** BEGIN Source excerpt **

10 Are there any mitigating features?
Other features that can improve the reliability of the system include:
- Storage. Storage will typically take the form of storage tanks or reservoirs which are particularly relevant in process industries where they are often an intrinsic part of the design. The primary role of these tanks may be simply to provide storage such that the system can operate in the presence of variable demand, but tanks will also allow the downstream process to continue to operate for a period of time in the event of a failure upstream. As such they can reduce the frequency with which the system output is lost or reduced. Storage need not only relate to storage tanks however; for example it may take the form of a battery in an Uninterruptible Power Supply (UPS).
- Monitoring equipment. Monitoring (as opposed to control) equipment is often not critical to the successful operation of a product or system. However, when working, monitors allow other equipment failures to be recognised more quickly, thereby reducing downtimes and hence improving availability and maintainability.
- By-passes and temporary lash-up facilities. There may be situations where a system does not need to be out of action until the failed component has been repaired or replaced. Rather the system can be re-configured or temporary arrangements put in place that will allow the system to continue to operate, albeit in a non-ideal way. Examples include the connection of a bowser or chemical supply in the event that a make-up system fails.

** END Source excerpt **

## Task instructions
(1) Can you repeat, word for word, the part of the reliability features excerpt that opens with the words containing "- Monitoring equipment." and closes with "availability and maintainability."?
(2) Could you format the part of the listing that opens with the line containing "In the photo above, where can the baseboard" and runs through the end of the listing as a Markdown table with the columns Row and Line, skipping blank lines?
The reliability features excerpt and the listing have no connection to each other.

** BEGIN Material for the task **

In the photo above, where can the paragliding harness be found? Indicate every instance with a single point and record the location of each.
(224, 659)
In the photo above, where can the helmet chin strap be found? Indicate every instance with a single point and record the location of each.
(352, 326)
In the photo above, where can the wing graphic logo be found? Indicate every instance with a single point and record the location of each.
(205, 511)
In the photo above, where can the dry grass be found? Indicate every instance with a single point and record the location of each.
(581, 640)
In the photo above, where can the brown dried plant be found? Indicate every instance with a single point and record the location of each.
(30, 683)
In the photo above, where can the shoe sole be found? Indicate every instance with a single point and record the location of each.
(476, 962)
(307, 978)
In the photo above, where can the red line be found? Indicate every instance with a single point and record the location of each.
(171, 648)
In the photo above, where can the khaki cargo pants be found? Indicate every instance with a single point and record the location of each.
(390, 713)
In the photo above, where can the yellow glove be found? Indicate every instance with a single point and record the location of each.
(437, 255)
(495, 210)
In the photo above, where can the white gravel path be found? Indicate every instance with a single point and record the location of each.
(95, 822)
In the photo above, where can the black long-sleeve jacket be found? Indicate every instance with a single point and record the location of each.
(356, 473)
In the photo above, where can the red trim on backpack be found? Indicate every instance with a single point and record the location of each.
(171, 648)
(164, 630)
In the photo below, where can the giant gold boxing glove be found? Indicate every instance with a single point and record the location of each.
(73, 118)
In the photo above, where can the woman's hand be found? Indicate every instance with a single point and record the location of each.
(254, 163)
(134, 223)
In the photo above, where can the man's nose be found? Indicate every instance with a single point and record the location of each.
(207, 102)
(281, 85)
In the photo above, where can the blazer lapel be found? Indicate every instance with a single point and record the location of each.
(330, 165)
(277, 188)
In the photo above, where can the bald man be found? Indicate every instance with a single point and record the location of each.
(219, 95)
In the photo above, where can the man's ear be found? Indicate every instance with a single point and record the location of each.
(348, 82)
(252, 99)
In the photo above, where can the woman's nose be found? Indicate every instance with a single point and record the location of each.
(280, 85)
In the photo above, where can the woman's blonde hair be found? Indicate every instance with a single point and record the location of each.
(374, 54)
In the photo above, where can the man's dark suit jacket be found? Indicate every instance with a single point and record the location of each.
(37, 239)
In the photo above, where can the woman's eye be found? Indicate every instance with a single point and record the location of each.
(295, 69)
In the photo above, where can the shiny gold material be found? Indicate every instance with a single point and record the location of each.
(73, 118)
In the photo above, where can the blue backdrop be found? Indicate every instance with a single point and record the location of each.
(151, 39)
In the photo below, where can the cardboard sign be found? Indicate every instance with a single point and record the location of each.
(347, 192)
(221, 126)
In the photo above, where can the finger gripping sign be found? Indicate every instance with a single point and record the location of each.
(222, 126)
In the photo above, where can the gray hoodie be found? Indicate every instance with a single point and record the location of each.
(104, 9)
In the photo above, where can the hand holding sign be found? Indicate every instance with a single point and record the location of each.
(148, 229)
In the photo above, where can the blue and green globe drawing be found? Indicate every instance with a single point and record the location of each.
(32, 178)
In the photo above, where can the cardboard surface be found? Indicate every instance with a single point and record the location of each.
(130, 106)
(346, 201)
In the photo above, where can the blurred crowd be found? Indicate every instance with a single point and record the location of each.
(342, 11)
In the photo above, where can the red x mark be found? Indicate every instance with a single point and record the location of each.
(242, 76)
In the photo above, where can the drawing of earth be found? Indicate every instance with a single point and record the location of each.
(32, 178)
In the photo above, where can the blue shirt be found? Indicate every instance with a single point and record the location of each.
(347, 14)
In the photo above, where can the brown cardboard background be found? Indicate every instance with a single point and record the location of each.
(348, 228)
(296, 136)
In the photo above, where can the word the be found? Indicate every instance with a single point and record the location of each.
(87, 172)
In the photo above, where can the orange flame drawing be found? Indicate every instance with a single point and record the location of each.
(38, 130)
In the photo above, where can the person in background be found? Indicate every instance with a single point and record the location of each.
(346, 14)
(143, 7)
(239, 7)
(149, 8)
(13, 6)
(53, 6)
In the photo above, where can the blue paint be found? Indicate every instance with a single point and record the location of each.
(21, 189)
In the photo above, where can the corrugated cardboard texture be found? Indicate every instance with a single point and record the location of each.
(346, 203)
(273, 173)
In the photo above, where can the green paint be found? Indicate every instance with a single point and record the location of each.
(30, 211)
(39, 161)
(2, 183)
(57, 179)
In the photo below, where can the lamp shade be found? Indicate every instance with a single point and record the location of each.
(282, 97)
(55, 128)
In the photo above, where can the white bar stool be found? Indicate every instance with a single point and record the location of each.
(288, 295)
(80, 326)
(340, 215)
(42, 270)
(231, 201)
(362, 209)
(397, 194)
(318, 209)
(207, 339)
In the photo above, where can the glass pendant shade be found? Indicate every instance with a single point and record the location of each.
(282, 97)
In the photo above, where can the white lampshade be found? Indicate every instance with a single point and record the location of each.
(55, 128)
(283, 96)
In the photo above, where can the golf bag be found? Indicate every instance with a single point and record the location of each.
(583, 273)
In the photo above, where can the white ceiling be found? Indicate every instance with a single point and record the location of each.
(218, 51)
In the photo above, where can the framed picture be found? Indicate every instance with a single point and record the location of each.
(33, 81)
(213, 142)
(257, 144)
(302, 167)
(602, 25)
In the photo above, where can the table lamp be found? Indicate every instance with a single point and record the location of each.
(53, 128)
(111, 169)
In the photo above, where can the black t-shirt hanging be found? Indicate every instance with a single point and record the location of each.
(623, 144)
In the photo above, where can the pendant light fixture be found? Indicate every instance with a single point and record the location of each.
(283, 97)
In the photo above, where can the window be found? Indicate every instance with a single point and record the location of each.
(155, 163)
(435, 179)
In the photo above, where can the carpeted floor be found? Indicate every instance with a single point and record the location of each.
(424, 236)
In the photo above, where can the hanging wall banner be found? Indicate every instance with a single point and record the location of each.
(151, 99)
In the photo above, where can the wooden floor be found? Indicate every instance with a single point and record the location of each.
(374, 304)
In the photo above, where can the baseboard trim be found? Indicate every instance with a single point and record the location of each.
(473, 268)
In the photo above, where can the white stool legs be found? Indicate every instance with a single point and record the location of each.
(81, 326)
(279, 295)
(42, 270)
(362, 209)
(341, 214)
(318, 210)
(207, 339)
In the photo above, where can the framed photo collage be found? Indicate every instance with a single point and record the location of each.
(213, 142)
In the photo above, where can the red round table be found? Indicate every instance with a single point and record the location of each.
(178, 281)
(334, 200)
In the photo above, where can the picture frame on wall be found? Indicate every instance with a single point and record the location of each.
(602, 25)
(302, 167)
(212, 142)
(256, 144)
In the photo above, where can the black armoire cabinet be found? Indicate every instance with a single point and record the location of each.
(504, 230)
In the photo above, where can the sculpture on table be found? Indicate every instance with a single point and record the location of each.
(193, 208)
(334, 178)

** END Material for the task **

## Per-task answers
(1)
- Monitoring equipment. Monitoring (as opposed to control) equipment is often not critical to the successful operation of a product or system. However, when working, monitors allow other equipment failures to be recognised more quickly, thereby reducing downtimes and hence improving availability and maintainability.

(2)
| Row | Line |
|---|---|
| 1 | In the photo above, where can the baseboard trim be found? Indicate every instance with a single point and record the location of each. |
| 2 | (473, 268) |
| 3 | In the photo above, where can the white stool legs be found? Indicate every instance with a single point and record the location of each. |
| 4 | (81, 326) |
| 5 | (279, 295) |
| 6 | (42, 270) |
| 7 | (362, 209) |
| 8 | (341, 214) |
| 9 | (318, 210) |
| 10 | (207, 339) |
| 11 | In the photo above, where can the framed photo collage be found? Indicate every instance with a single point and record the location of each. |
| 12 | (213, 142) |
| 13 | In the photo above, where can the red round table be found? Indicate every instance with a single point and record the location of each. |
| 14 | (178, 281) |
| 15 | (334, 200) |
| 16 | In the photo above, where can the picture frame on wall be found? Indicate every instance with a single point and record the location of each. |
| 17 | (602, 25) |
| 18 | (302, 167) |
| 19 | (212, 142) |
| 20 | (256, 144) |
| 21 | In the photo above, where can the black armoire cabinet be found? Indicate every instance with a single point and record the location of each. |
| 22 | (504, 230) |
| 23 | In the photo above, where can the sculpture on table be found? Indicate every instance with a single point and record the location of each. |
| 24 | (193, 208) |
| 25 | (334, 178) |